**Task goal:** The records below must be reproduced exactly, excluding any pictures.

**Referring expression pointing data:**

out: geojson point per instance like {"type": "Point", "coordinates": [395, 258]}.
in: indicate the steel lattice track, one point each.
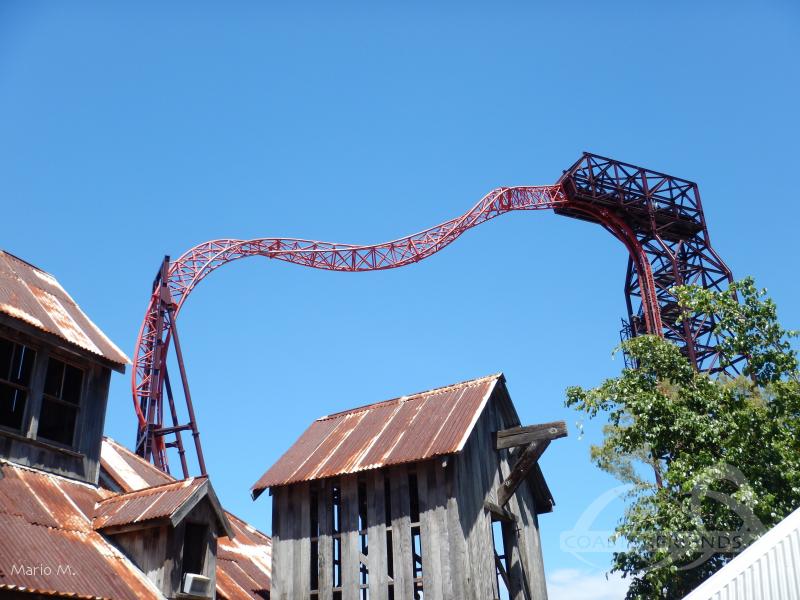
{"type": "Point", "coordinates": [658, 217]}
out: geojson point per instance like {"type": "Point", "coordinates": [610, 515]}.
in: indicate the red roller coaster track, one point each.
{"type": "Point", "coordinates": [658, 217]}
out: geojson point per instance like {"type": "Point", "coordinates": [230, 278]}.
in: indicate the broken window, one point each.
{"type": "Point", "coordinates": [16, 366]}
{"type": "Point", "coordinates": [62, 395]}
{"type": "Point", "coordinates": [194, 548]}
{"type": "Point", "coordinates": [500, 532]}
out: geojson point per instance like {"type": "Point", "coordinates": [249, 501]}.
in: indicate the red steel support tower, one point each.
{"type": "Point", "coordinates": [659, 219]}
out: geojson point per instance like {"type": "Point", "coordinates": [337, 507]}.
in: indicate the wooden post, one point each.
{"type": "Point", "coordinates": [521, 469]}
{"type": "Point", "coordinates": [376, 537]}
{"type": "Point", "coordinates": [401, 533]}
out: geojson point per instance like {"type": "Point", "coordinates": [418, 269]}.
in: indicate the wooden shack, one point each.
{"type": "Point", "coordinates": [80, 516]}
{"type": "Point", "coordinates": [434, 495]}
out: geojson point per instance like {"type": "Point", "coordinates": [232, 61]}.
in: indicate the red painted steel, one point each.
{"type": "Point", "coordinates": [34, 296]}
{"type": "Point", "coordinates": [657, 217]}
{"type": "Point", "coordinates": [46, 522]}
{"type": "Point", "coordinates": [145, 505]}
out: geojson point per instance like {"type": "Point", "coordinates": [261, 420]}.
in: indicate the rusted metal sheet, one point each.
{"type": "Point", "coordinates": [406, 429]}
{"type": "Point", "coordinates": [145, 505]}
{"type": "Point", "coordinates": [35, 297]}
{"type": "Point", "coordinates": [130, 471]}
{"type": "Point", "coordinates": [47, 543]}
{"type": "Point", "coordinates": [244, 562]}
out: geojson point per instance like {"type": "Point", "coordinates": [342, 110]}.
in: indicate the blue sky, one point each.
{"type": "Point", "coordinates": [133, 130]}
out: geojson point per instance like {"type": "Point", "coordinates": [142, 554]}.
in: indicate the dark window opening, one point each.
{"type": "Point", "coordinates": [387, 504]}
{"type": "Point", "coordinates": [16, 366]}
{"type": "Point", "coordinates": [62, 394]}
{"type": "Point", "coordinates": [194, 548]}
{"type": "Point", "coordinates": [314, 514]}
{"type": "Point", "coordinates": [501, 559]}
{"type": "Point", "coordinates": [363, 541]}
{"type": "Point", "coordinates": [336, 497]}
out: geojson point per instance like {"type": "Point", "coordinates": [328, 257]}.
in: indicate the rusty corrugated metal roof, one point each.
{"type": "Point", "coordinates": [31, 295]}
{"type": "Point", "coordinates": [148, 504]}
{"type": "Point", "coordinates": [45, 522]}
{"type": "Point", "coordinates": [244, 562]}
{"type": "Point", "coordinates": [130, 471]}
{"type": "Point", "coordinates": [406, 429]}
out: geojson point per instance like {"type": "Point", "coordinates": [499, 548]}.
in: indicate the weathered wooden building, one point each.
{"type": "Point", "coordinates": [81, 516]}
{"type": "Point", "coordinates": [434, 495]}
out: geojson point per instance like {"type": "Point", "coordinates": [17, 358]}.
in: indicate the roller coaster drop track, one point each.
{"type": "Point", "coordinates": [659, 219]}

**The completed task:**
out: geojson point per instance like {"type": "Point", "coordinates": [395, 258]}.
in: indicate the steel lattice track, one point each.
{"type": "Point", "coordinates": [658, 217]}
out: geojson point per instance like {"type": "Point", "coordinates": [610, 515]}.
in: indicate the red roller coaster track, one point each.
{"type": "Point", "coordinates": [658, 217]}
out: geojson point per instance like {"type": "Point", "coordinates": [230, 278]}.
in: indicate the broken window, one point each.
{"type": "Point", "coordinates": [16, 366]}
{"type": "Point", "coordinates": [62, 395]}
{"type": "Point", "coordinates": [194, 548]}
{"type": "Point", "coordinates": [500, 532]}
out: geojson point per instance like {"type": "Point", "coordinates": [249, 501]}.
in: indicate the red steel support tower, one point each.
{"type": "Point", "coordinates": [659, 219]}
out: geojson point per instance like {"type": "Point", "coordinates": [337, 507]}.
in: indicate the wooden post, one point each.
{"type": "Point", "coordinates": [521, 469]}
{"type": "Point", "coordinates": [376, 537]}
{"type": "Point", "coordinates": [401, 533]}
out: geojson point per instance like {"type": "Point", "coordinates": [418, 269]}.
in: indicate the wooden shack, one point each.
{"type": "Point", "coordinates": [80, 516]}
{"type": "Point", "coordinates": [434, 495]}
out: geojson point per instance like {"type": "Point", "coordinates": [232, 61]}.
in: indicate the red painted steel, one point each.
{"type": "Point", "coordinates": [34, 296]}
{"type": "Point", "coordinates": [657, 217]}
{"type": "Point", "coordinates": [46, 522]}
{"type": "Point", "coordinates": [145, 505]}
out: geojson point per instance like {"type": "Point", "coordinates": [261, 420]}.
in: indicate the rusted metal sheet, one point each.
{"type": "Point", "coordinates": [406, 429]}
{"type": "Point", "coordinates": [145, 505]}
{"type": "Point", "coordinates": [35, 297]}
{"type": "Point", "coordinates": [130, 471]}
{"type": "Point", "coordinates": [47, 543]}
{"type": "Point", "coordinates": [244, 562]}
out: geojson point per instance like {"type": "Point", "coordinates": [342, 110]}.
in: indicate the blue sky, one point each.
{"type": "Point", "coordinates": [133, 130]}
out: geojson point per instance like {"type": "Point", "coordinates": [142, 554]}.
in: indicate the dark window opening, one point each.
{"type": "Point", "coordinates": [387, 504]}
{"type": "Point", "coordinates": [16, 366]}
{"type": "Point", "coordinates": [62, 394]}
{"type": "Point", "coordinates": [194, 548]}
{"type": "Point", "coordinates": [314, 514]}
{"type": "Point", "coordinates": [501, 559]}
{"type": "Point", "coordinates": [363, 541]}
{"type": "Point", "coordinates": [336, 497]}
out: geojson point per instance like {"type": "Point", "coordinates": [328, 257]}.
in: indicate the rusty corrugated metal roof, one point each.
{"type": "Point", "coordinates": [31, 295]}
{"type": "Point", "coordinates": [148, 504]}
{"type": "Point", "coordinates": [45, 522]}
{"type": "Point", "coordinates": [244, 562]}
{"type": "Point", "coordinates": [130, 471]}
{"type": "Point", "coordinates": [406, 429]}
out: geojson point per instance like {"type": "Point", "coordinates": [499, 548]}.
in: indicate the weathered wooden building, one point each.
{"type": "Point", "coordinates": [81, 516]}
{"type": "Point", "coordinates": [434, 495]}
out: geojson point per instance like {"type": "Point", "coordinates": [17, 358]}.
in: indicate the roller coaster drop track, one point each.
{"type": "Point", "coordinates": [659, 219]}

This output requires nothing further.